'''

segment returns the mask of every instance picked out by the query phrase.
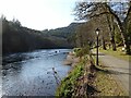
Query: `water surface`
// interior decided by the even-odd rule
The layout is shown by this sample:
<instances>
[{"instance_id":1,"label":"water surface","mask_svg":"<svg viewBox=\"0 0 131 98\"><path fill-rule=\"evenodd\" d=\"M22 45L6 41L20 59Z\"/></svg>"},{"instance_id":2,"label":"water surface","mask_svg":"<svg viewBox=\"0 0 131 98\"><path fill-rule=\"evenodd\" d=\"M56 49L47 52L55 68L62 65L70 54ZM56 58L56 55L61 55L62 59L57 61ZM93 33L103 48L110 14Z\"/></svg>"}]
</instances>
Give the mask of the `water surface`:
<instances>
[{"instance_id":1,"label":"water surface","mask_svg":"<svg viewBox=\"0 0 131 98\"><path fill-rule=\"evenodd\" d=\"M69 51L48 49L4 57L1 70L2 95L53 96L58 82L71 69L62 64Z\"/></svg>"}]
</instances>

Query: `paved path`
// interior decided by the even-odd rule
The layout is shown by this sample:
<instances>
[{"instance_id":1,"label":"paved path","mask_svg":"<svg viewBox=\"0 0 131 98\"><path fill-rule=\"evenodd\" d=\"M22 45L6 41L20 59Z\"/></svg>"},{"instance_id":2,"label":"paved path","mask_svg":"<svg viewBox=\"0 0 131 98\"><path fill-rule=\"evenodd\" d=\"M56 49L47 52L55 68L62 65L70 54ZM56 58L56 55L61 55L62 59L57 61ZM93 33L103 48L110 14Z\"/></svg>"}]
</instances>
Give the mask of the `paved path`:
<instances>
[{"instance_id":1,"label":"paved path","mask_svg":"<svg viewBox=\"0 0 131 98\"><path fill-rule=\"evenodd\" d=\"M129 63L128 61L104 53L99 53L99 61L107 65L112 76L121 84L127 94L129 95L129 91L131 94L131 90L129 90L129 87L131 87L131 85L129 85L129 82L131 84L131 81L129 81L129 76L131 77L131 66L129 68L129 64L131 64L131 62Z\"/></svg>"}]
</instances>

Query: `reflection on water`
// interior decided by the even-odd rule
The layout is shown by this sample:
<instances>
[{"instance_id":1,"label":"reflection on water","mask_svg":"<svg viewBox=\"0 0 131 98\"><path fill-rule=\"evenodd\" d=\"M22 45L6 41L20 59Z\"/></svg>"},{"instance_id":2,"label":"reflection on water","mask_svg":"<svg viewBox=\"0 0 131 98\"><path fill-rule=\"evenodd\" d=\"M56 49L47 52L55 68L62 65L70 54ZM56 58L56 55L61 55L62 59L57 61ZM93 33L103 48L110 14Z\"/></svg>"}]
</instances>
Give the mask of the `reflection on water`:
<instances>
[{"instance_id":1,"label":"reflection on water","mask_svg":"<svg viewBox=\"0 0 131 98\"><path fill-rule=\"evenodd\" d=\"M38 50L3 58L2 95L53 96L57 87L52 68L63 78L70 66L62 65L69 49Z\"/></svg>"}]
</instances>

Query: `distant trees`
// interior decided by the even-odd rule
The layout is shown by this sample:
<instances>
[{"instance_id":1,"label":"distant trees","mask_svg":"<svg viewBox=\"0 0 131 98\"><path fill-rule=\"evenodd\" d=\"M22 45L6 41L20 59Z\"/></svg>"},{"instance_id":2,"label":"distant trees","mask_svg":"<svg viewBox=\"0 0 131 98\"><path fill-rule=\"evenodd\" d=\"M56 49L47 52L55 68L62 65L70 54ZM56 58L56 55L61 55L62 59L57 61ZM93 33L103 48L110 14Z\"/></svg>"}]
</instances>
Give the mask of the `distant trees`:
<instances>
[{"instance_id":1,"label":"distant trees","mask_svg":"<svg viewBox=\"0 0 131 98\"><path fill-rule=\"evenodd\" d=\"M71 48L67 38L47 35L40 30L23 27L17 20L2 21L2 53L32 51L35 49ZM48 30L46 30L48 32Z\"/></svg>"},{"instance_id":2,"label":"distant trees","mask_svg":"<svg viewBox=\"0 0 131 98\"><path fill-rule=\"evenodd\" d=\"M123 8L124 7L124 8ZM119 10L120 9L120 10ZM126 47L126 53L131 53L130 42L131 39L127 32L127 27L131 20L131 1L124 3L111 3L111 2L78 2L75 7L75 15L78 20L94 20L103 19L105 15L106 21L108 21L108 27L110 29L110 41L112 44L112 49L116 50L115 44L115 24L119 27L123 45ZM96 23L96 22L95 22ZM97 25L99 26L99 25Z\"/></svg>"}]
</instances>

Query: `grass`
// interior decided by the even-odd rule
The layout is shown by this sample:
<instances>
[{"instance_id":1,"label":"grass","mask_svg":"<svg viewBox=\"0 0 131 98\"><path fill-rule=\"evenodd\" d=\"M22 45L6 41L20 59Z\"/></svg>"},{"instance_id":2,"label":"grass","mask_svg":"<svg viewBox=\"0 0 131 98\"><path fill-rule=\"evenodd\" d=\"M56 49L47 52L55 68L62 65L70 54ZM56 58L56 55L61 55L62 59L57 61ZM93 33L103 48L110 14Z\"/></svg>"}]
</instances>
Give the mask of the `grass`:
<instances>
[{"instance_id":1,"label":"grass","mask_svg":"<svg viewBox=\"0 0 131 98\"><path fill-rule=\"evenodd\" d=\"M93 60L95 62L95 57L93 57ZM86 59L81 60L69 75L61 81L61 84L56 91L57 98L71 98L74 94L76 95L79 93L78 87L80 84L83 84L82 79L79 78L82 76L84 77L84 73L86 73L85 69L90 68L90 65L86 66ZM93 86L96 87L99 93L96 93L94 96L127 96L123 88L116 82L116 79L114 79L107 68L105 68L102 62L99 62L99 66L96 66L96 76Z\"/></svg>"},{"instance_id":2,"label":"grass","mask_svg":"<svg viewBox=\"0 0 131 98\"><path fill-rule=\"evenodd\" d=\"M105 71L97 71L97 76L94 85L100 91L97 96L127 96L112 76Z\"/></svg>"},{"instance_id":3,"label":"grass","mask_svg":"<svg viewBox=\"0 0 131 98\"><path fill-rule=\"evenodd\" d=\"M69 73L69 75L61 82L60 86L56 91L57 97L68 98L72 96L76 84L76 79L83 73L84 63L84 61L81 61L78 65L75 65L71 73Z\"/></svg>"},{"instance_id":4,"label":"grass","mask_svg":"<svg viewBox=\"0 0 131 98\"><path fill-rule=\"evenodd\" d=\"M95 61L96 58L93 57L93 59ZM94 86L100 91L96 96L128 96L102 62L98 66L96 65L96 69Z\"/></svg>"},{"instance_id":5,"label":"grass","mask_svg":"<svg viewBox=\"0 0 131 98\"><path fill-rule=\"evenodd\" d=\"M102 48L99 48L99 51L131 62L131 56L126 54L121 49L122 47L118 47L117 51L112 51L111 49L103 50Z\"/></svg>"}]
</instances>

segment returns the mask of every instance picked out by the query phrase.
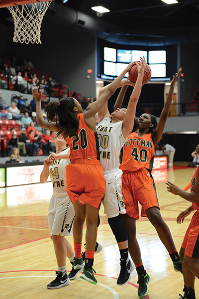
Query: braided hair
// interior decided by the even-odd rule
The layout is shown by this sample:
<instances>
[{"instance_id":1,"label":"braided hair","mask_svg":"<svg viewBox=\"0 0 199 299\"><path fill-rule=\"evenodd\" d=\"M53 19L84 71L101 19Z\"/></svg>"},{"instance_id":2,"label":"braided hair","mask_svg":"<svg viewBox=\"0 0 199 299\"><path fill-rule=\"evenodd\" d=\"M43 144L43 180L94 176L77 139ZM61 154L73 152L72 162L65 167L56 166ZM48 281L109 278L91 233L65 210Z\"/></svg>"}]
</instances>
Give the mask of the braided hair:
<instances>
[{"instance_id":1,"label":"braided hair","mask_svg":"<svg viewBox=\"0 0 199 299\"><path fill-rule=\"evenodd\" d=\"M78 132L79 121L73 113L73 98L63 98L58 102L50 102L45 108L48 122L54 122L60 129L56 136L61 133L64 137L72 137Z\"/></svg>"}]
</instances>

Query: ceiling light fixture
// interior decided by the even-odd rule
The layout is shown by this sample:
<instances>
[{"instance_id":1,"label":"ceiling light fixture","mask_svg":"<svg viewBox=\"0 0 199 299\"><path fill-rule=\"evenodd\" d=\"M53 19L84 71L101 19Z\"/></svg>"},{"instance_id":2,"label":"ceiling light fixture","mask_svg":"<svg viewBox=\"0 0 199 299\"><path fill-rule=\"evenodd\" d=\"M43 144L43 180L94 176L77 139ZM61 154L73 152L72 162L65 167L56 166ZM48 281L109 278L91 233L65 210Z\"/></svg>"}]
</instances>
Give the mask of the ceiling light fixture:
<instances>
[{"instance_id":1,"label":"ceiling light fixture","mask_svg":"<svg viewBox=\"0 0 199 299\"><path fill-rule=\"evenodd\" d=\"M178 1L176 0L162 0L163 2L165 2L167 4L175 4L175 3L178 3Z\"/></svg>"},{"instance_id":2,"label":"ceiling light fixture","mask_svg":"<svg viewBox=\"0 0 199 299\"><path fill-rule=\"evenodd\" d=\"M100 13L103 13L103 12L109 12L110 10L103 7L103 6L93 6L91 7L91 9L93 10L95 10L97 12L100 12Z\"/></svg>"}]
</instances>

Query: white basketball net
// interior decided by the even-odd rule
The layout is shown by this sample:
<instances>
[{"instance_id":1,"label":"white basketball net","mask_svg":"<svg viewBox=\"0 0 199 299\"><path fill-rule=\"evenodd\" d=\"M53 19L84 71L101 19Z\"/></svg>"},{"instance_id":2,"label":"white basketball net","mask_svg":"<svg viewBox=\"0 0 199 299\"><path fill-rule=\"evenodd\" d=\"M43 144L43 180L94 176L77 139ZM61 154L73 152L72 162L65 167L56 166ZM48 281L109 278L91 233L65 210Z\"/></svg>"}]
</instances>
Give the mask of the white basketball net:
<instances>
[{"instance_id":1,"label":"white basketball net","mask_svg":"<svg viewBox=\"0 0 199 299\"><path fill-rule=\"evenodd\" d=\"M14 23L13 41L21 43L41 43L41 26L43 18L51 1L8 7Z\"/></svg>"}]
</instances>

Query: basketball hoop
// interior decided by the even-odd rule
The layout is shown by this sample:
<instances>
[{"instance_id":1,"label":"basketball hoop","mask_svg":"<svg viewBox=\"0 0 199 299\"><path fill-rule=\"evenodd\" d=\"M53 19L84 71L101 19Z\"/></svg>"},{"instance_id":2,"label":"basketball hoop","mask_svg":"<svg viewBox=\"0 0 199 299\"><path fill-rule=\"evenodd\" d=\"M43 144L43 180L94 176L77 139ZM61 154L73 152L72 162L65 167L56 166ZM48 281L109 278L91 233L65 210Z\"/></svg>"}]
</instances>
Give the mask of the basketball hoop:
<instances>
[{"instance_id":1,"label":"basketball hoop","mask_svg":"<svg viewBox=\"0 0 199 299\"><path fill-rule=\"evenodd\" d=\"M30 42L32 43L41 43L41 23L51 3L51 0L43 0L44 2L22 4L20 6L15 4L7 7L14 19L13 41L20 41L21 43L25 42L26 44Z\"/></svg>"}]
</instances>

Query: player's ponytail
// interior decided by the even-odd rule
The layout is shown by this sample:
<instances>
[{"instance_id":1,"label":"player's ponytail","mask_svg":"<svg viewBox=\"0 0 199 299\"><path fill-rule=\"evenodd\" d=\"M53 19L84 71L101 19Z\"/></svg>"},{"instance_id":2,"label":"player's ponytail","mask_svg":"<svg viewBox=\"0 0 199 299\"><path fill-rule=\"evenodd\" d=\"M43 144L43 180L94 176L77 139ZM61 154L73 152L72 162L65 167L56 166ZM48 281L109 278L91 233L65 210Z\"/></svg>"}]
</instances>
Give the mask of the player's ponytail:
<instances>
[{"instance_id":1,"label":"player's ponytail","mask_svg":"<svg viewBox=\"0 0 199 299\"><path fill-rule=\"evenodd\" d=\"M74 114L74 99L64 98L57 102L50 102L45 108L49 122L56 122L60 129L56 136L63 134L64 138L72 137L78 131L79 122Z\"/></svg>"}]
</instances>

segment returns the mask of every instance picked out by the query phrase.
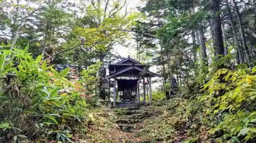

'''

> **Aufgabenstellung**
Schreibe alles von der Zeile mit „Query: player's ponytail“ bis hinunter zum Ende der Einträge wortgetreu ab, beide Enden eingeschlossen. Lass die Bilder in der Antwort weg.

> **Lösung**
Query: player's ponytail
// interior decided by the even-odd rule
The layout is shown by this sample:
<instances>
[{"instance_id":1,"label":"player's ponytail","mask_svg":"<svg viewBox=\"0 0 199 299\"><path fill-rule=\"evenodd\" d=\"M53 19L84 71L101 19Z\"/></svg>"},{"instance_id":2,"label":"player's ponytail","mask_svg":"<svg viewBox=\"0 0 199 299\"><path fill-rule=\"evenodd\" d=\"M43 144L43 180L94 176L77 139ZM61 154L73 152L72 162L65 167L56 166ZM48 281L109 278L91 233L65 210Z\"/></svg>"}]
</instances>
Give the mask of the player's ponytail:
<instances>
[{"instance_id":1,"label":"player's ponytail","mask_svg":"<svg viewBox=\"0 0 199 299\"><path fill-rule=\"evenodd\" d=\"M74 114L74 99L64 98L57 102L50 102L45 108L49 122L56 122L60 129L56 136L63 134L64 138L72 137L78 131L79 122Z\"/></svg>"}]
</instances>

segment returns the mask of every instance picked out by the query phrase.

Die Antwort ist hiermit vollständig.